- Your instructions -
Beginning with the line that holds "Mark one point on each instance of the flower", write out the remaining lines of the material exactly, the last line included.

- Material shown -
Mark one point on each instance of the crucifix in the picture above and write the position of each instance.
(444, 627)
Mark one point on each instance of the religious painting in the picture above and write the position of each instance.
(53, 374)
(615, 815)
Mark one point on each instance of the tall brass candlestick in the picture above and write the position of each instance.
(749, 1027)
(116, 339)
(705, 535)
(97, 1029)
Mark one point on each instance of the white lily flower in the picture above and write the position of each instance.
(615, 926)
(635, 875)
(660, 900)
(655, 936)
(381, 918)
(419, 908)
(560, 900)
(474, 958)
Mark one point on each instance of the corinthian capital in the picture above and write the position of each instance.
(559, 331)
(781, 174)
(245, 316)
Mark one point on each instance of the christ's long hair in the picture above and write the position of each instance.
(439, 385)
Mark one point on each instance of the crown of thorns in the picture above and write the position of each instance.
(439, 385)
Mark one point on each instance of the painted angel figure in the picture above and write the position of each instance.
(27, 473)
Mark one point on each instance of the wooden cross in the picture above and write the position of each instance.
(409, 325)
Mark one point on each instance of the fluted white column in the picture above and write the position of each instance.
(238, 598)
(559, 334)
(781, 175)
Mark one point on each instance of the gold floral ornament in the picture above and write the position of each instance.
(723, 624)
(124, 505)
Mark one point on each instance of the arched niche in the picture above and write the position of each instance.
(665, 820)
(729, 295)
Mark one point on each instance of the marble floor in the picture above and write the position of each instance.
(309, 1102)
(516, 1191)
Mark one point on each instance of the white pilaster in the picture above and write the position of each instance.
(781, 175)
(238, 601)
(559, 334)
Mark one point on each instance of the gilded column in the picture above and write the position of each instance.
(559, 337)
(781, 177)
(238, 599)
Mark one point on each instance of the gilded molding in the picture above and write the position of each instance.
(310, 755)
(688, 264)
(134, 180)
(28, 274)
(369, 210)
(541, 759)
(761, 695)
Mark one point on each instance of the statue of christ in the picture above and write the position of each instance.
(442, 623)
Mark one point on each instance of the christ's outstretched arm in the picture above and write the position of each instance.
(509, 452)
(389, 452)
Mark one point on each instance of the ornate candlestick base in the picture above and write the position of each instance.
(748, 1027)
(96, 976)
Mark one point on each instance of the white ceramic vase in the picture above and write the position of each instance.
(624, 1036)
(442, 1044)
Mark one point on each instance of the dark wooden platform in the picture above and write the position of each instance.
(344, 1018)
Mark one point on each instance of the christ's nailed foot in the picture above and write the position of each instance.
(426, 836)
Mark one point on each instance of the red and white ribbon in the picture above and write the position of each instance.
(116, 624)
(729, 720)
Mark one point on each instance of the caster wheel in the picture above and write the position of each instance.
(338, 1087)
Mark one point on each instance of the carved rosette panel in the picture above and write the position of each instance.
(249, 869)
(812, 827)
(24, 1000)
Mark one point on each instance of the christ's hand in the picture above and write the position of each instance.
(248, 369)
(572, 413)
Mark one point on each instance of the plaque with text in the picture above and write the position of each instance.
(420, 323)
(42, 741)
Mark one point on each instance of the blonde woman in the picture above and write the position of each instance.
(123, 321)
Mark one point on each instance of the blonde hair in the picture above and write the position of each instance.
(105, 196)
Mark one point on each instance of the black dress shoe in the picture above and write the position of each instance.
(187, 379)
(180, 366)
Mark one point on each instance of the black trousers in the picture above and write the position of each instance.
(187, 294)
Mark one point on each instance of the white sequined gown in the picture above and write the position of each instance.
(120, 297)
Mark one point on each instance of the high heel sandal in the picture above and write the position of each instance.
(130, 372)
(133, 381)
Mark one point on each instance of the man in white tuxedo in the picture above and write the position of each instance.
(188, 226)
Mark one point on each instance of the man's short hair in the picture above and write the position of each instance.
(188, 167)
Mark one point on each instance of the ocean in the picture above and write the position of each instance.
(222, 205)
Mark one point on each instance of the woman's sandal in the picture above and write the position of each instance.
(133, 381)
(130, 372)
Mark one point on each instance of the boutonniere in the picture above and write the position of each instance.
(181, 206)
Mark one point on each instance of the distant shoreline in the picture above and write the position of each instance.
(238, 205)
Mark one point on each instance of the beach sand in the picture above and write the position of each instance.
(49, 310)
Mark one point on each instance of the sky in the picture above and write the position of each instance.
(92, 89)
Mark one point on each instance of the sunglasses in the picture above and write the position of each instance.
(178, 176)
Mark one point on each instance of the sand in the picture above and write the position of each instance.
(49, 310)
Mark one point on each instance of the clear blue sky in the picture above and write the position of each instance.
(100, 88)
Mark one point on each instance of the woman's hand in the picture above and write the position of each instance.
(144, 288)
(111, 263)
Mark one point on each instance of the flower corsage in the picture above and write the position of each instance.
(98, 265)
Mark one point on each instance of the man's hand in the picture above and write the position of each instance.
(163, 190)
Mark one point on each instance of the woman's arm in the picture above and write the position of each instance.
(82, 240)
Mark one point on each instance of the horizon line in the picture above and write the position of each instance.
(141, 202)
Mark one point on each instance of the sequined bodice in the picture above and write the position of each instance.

- Task output -
Mark one point on each instance of the flower corsage in the picture above and write the position of each instance.
(98, 265)
Mark one point on each instance of the man's hand in the picture above and write the position of each instance.
(163, 190)
Mark one point on each instance of the woman's arm in the picture above and write the position of each instance.
(82, 240)
Mark one point on each instance of the horizon line in the picture above and write the position of each instance.
(141, 202)
Mark one point on each instance of the sequined bodice in the picture above and write the position of each instance.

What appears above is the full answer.